EXERCISE INSTRUCTIONS: Could you write the next part of the account below about mistaking a film-set graveyard for a real one, picking up right after its final sentence?

Sunday, 15 October 2023

THE GRAVEYARD


Many years ago, I used to regularly go for long walks in the morning.  I used to do this for almost 9 months in a year and during monsoon, took a break and started again by mid-December.  This was my routine for many years.  I used to walk through many residential colonies and in the route were many cinema studios, which had a glorious past, but at that period, were shut, abandoned with wild growth of plants and trees.

 

My dad had built our house in a farmland that literally had no roads or electricity at the time of construction.  The colony developed as we grew up and we celebrated every first in the locality.  The first tar-road, the first milk booth, the first bus route, the first phone, the first television in the neighbourhood, the first bank, the first clinic, the first medical store, the first fancy store etc.  The list is endless.

 

I don’t remember the year.  May be, it was some time in the early 2000’s.  On one December morning, when the roads were dry and there was no indication of rain, I resumed my morning walk.  Everyday, I took a different route and it was always a circle route.  On that day, while I was nearing my house after I walked for almost 3 kms, in the vacant land of an erstwhile studio, amidst the wild growth, I saw many tombs.  Not only that, I also saw a huge gate and a faded hoarding indicating that it’s a crematorium maintained by Chennai Corporation.  I was shocked.  For a while, I thought I was dreaming.  But then, I was walking.  Generally, in all my dreams, I am mostly lying down or at the most, sitting.  Also, the sun was shining bright and people around were already busy with their works.  While I celebrated every first in the locality, I could not celebrate this.  Tears started rolling down my cheeks.  I imagined my own death and funeral.  I always feel sad for my pallbearers, as I am very heavy and feel guilty that I would be a heavy burden on their shoulders. Then I imagined funeral of other known persons.  “Lousy thoughts”.  I cursed myself and entered home and rushed to have a shower.  I didn’t discuss with anyone at home.  I took a break again for my morning walks and when I resumed it after a week, I had a shock again when the graveyard vanished completely.  The whole experience was surreal.  This time I decided to speak to my family about this and when I did, my sister informed that it was a set built for a film shooting and shut my mouth.  I could never imagine that possibility.  It was looking so real.  The board was rusted and the paint faded with traces of ash and having all details like ward number etc.  There was no way I could find the film for which this setting was built and who that great art-director was.  Ever since, every time I see a graveyard scene in films, I try to observe whether it has any resemblance of the one I had seen.  Unfortunately, I could not.

EXCERPTED DATA:
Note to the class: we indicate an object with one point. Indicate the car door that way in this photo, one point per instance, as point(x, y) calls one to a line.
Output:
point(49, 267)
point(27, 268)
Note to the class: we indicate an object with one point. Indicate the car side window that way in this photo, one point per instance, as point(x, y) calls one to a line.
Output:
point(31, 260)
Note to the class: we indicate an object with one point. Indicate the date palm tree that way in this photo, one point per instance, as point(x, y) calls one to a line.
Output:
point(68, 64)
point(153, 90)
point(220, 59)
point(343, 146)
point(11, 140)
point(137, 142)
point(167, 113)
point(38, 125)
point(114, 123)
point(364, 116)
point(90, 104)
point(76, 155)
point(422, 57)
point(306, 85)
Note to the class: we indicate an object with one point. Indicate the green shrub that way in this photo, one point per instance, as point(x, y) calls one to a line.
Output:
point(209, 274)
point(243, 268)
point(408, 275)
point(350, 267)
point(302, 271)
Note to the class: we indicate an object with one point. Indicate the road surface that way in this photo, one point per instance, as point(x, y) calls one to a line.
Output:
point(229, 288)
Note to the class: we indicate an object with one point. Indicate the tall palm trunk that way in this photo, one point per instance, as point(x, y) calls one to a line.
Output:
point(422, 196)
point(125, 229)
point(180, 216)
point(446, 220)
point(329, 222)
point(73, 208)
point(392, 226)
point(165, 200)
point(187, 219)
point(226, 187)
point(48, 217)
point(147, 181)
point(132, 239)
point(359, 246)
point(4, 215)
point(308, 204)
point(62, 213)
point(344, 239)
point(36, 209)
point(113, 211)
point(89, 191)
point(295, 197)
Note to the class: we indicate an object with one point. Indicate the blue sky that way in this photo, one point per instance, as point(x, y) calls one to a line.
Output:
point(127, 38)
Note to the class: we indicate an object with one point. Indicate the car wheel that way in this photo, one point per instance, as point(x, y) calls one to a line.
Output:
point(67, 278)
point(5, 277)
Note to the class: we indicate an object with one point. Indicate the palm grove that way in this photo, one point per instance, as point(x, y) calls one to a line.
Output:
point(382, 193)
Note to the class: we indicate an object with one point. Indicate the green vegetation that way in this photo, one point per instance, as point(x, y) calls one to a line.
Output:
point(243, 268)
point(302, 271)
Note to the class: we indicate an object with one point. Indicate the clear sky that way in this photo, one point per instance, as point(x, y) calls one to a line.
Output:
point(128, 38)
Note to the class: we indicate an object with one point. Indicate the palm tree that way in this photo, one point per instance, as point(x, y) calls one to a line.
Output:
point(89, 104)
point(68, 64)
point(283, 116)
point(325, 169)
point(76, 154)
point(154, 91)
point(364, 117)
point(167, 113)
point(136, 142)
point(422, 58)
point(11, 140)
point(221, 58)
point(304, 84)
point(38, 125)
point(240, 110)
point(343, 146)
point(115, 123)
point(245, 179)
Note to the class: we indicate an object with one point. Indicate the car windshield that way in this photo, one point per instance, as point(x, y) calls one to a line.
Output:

ANSWER BOX:
 

But why am I recollecting this episode?

 

Recently, our office shifted to a remote locality and the landmark is a graveyard.  We have to walk past the graveyard to reach our office.  Many of my colleagues are disturbed about this. But I have evolved.  I experience no emotions.  Even when its dark and I have to walk alone, I am not scared too.  With regard to the odour everyone is complaining about, whether it’s a bird’s flesh or animal’s or a human’s, its all the same for me.  I just close my nose. 

 

P.S.  The setting of the graveyard was built exactly in the same piece of land in which Jain’s West Minister that was in news recently is built.